Task instructions:
A. From the tokenizer discussion, write out the passage that starts at the words "where any additional" and ends after the words "on the language.". Copy it word for word.
B. In the tokenizer discussion, what argument might a multilingual tokenizer allow for tokenization?

** begin Text provided **

Why a function instead of an object?

I'd expect tokenizers to implement an interface like

class Tokenizer: def tokenize(input, encoding=None): def tokenize_with_offsets(input, encoding=None):

where any additional kwargs and tokenizer-specific configuration options are passed to the constructor, so it's easy to pass these objects around without all call sites having to also know what options to pass to tokenizers.

Yeah; a valid question. Two main reasons:

Many tokenizers past what are proposed here require a trained model and are not fit to be surfaced as ops. The expectation is that these conventions would apply to more than just ops, but also TF Hub modules and TF Serving models as well.

While a majority of tokenizers could fit with the interface and having a constructor for initialization, I did not want to limit possible future methods. For example, a multilingual tokenizer might allow for a language_hint as an argument for tokenization, or you may want to pass different lookup tables to a wordpiece tokenizer depending on the language.

** end Text provided **
** begin Records supplied **

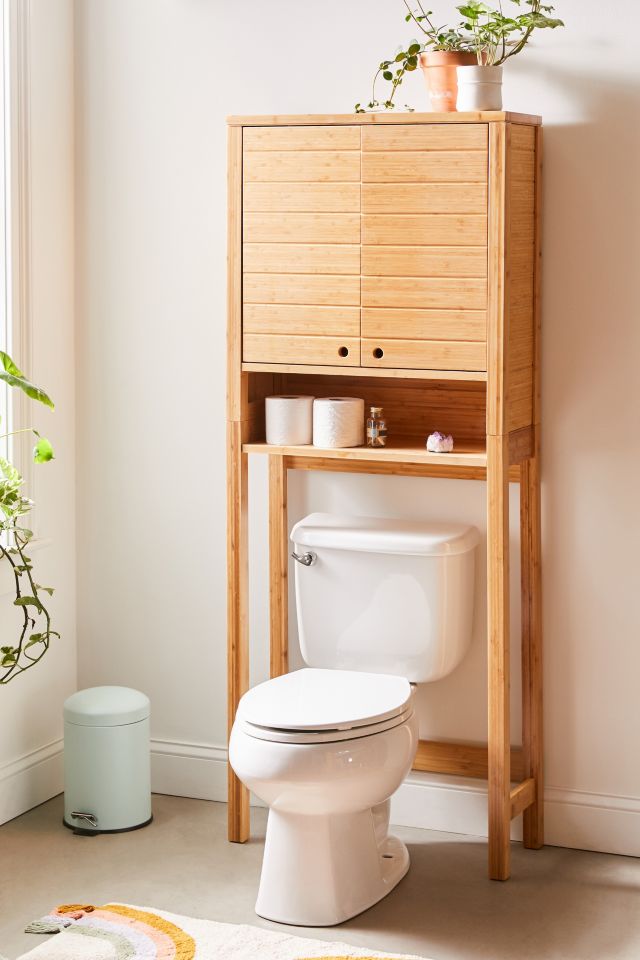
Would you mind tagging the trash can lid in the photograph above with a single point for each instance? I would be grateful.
(106, 707)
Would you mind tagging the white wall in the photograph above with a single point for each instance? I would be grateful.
(155, 79)
(31, 705)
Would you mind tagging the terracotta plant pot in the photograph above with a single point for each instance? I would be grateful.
(480, 88)
(440, 73)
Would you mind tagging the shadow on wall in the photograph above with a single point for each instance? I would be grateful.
(591, 400)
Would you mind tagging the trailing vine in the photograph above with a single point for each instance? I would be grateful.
(35, 633)
(485, 31)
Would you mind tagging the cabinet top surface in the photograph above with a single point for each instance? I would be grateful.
(320, 119)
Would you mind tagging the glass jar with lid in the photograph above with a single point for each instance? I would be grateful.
(376, 428)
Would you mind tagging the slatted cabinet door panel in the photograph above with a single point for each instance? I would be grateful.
(301, 249)
(424, 246)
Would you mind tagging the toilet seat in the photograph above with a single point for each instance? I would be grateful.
(323, 706)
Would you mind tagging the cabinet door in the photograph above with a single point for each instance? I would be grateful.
(424, 246)
(301, 245)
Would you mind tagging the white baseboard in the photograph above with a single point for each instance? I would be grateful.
(189, 770)
(573, 818)
(30, 780)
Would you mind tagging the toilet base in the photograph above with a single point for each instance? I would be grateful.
(322, 870)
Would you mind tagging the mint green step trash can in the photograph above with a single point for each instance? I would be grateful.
(107, 776)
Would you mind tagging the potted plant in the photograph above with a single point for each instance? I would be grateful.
(35, 633)
(439, 53)
(495, 38)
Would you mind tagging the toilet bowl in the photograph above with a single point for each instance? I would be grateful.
(381, 605)
(327, 779)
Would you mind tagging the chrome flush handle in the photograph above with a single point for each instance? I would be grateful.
(306, 559)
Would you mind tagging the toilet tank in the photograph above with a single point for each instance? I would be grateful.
(384, 596)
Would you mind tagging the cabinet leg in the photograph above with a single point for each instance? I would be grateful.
(278, 566)
(499, 752)
(533, 818)
(237, 616)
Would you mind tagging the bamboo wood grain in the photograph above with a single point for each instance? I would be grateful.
(447, 293)
(537, 277)
(423, 262)
(309, 350)
(460, 759)
(443, 166)
(424, 324)
(439, 229)
(523, 164)
(531, 594)
(303, 227)
(430, 354)
(411, 452)
(418, 198)
(431, 193)
(235, 381)
(278, 567)
(390, 468)
(497, 309)
(522, 796)
(382, 119)
(428, 136)
(444, 470)
(301, 197)
(302, 138)
(499, 753)
(301, 320)
(237, 613)
(319, 258)
(469, 376)
(520, 444)
(413, 409)
(339, 291)
(320, 166)
(519, 288)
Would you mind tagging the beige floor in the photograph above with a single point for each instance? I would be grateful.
(559, 903)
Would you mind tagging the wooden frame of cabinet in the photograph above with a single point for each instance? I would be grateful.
(493, 406)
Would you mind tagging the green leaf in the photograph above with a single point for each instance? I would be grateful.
(9, 365)
(27, 602)
(43, 451)
(35, 393)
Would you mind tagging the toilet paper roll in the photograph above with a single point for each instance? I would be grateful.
(288, 420)
(338, 422)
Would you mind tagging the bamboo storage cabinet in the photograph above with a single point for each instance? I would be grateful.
(396, 258)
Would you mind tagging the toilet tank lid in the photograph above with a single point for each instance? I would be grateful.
(376, 535)
(106, 707)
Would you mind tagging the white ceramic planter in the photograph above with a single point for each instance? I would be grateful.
(479, 88)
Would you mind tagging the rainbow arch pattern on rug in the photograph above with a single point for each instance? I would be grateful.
(119, 931)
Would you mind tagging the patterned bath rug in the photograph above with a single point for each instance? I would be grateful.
(118, 931)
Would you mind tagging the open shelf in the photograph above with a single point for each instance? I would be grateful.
(470, 376)
(467, 454)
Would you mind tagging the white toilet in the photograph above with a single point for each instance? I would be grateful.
(382, 605)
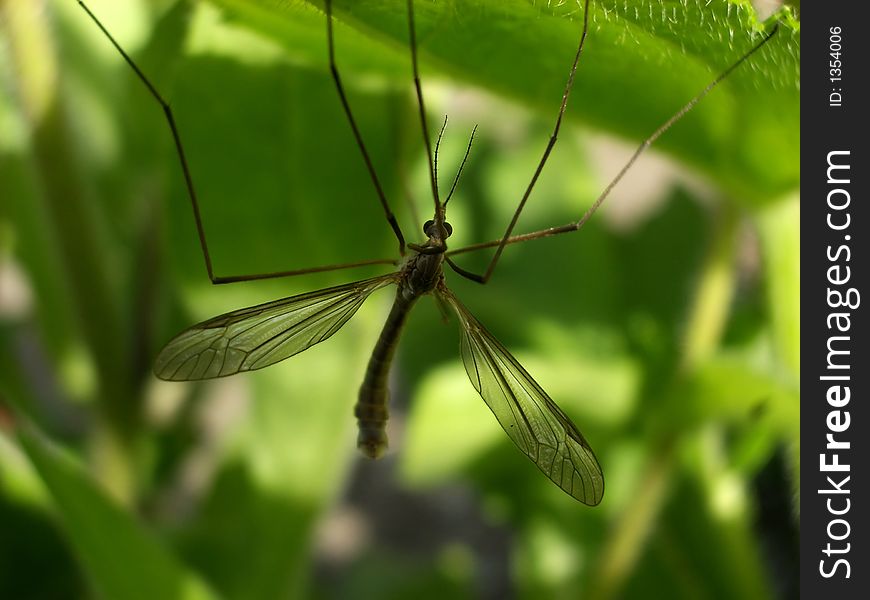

** end Records supplied **

Answers per task:
A.
where any additional kwargs and tokenizer-specific configuration options are passed to the constructor, so it's easy to pass these objects around without all call sites having to also know what options to pass to tokenizers.

Yeah; a valid question. Two main reasons:

Many tokenizers past what are proposed here require a trained model and are not fit to be surfaced as ops. The expectation is that these conventions would apply to more than just ops, but also TF Hub modules and TF Serving models as well.

While a majority of tokenizers could fit with the interface and having a constructor for initialization, I did not want to limit possible future methods. For example, a multilingual tokenizer might allow for a language_hint as an argument for tokenization, or you may want to pass different lookup tables to a wordpiece tokenizer depending on the language.

B. A language_hint.